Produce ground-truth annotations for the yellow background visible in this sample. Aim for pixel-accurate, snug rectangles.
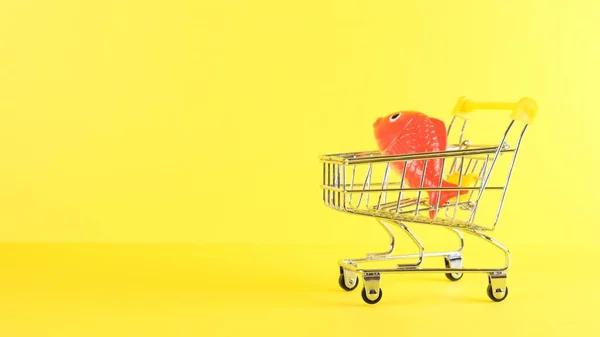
[0,0,600,336]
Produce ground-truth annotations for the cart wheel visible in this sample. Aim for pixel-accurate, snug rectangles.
[338,274,358,291]
[488,284,508,302]
[446,273,463,281]
[444,254,463,281]
[361,288,383,304]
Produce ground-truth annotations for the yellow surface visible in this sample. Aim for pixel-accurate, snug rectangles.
[0,0,600,337]
[0,244,600,337]
[0,0,600,246]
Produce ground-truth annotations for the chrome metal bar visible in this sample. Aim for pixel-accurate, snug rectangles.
[344,146,514,165]
[338,229,510,273]
[344,165,356,204]
[397,222,425,268]
[396,162,406,214]
[452,157,465,221]
[338,165,352,210]
[492,124,527,228]
[469,120,515,223]
[322,186,504,193]
[415,160,429,215]
[377,163,390,209]
[364,219,396,261]
[356,164,373,208]
[365,164,373,207]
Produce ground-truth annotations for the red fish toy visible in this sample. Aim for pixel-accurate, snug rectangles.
[373,111,468,219]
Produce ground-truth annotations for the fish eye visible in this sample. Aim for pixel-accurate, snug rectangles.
[390,114,401,123]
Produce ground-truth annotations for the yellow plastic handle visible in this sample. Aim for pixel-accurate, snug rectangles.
[452,96,538,124]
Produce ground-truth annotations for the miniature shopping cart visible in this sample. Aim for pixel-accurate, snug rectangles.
[321,97,538,304]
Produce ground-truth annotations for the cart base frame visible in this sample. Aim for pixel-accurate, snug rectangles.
[338,219,510,304]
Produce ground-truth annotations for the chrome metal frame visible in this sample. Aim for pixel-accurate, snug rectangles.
[320,101,527,304]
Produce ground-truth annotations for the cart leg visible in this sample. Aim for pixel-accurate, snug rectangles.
[367,219,396,258]
[467,230,510,302]
[487,272,508,302]
[338,261,358,291]
[444,228,465,281]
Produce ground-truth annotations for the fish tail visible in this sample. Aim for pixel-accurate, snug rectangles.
[429,180,469,219]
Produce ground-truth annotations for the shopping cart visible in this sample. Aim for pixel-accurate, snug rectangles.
[321,97,538,304]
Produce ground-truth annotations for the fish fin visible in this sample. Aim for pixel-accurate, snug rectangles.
[429,180,469,219]
[429,117,447,151]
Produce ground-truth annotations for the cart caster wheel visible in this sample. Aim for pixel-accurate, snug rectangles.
[488,284,508,302]
[487,272,508,302]
[361,288,383,304]
[338,274,358,291]
[361,272,383,304]
[444,254,463,281]
[446,273,463,281]
[338,267,358,291]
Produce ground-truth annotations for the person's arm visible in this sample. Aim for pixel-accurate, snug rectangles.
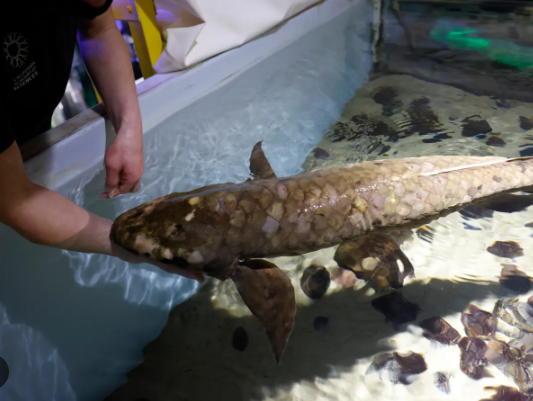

# TASK OBJECTIVE
Pick out and copy every line of the records that contains the word "yellow". A match must have the same capitalization.

# COMPLETED EXERCISE
Produce ground-truth annotations for the yellow background visible in this sample. Aim for pixel-accurate, snug rectangles.
Produce ground-truth annotations for the yellow surface visible in this sample. Aim for pixel-accurate, snug rectangles.
Produce ground-truth annotations for the yellow plastic handle visible in this sample. Aim for pixel-accurate, snug rectangles.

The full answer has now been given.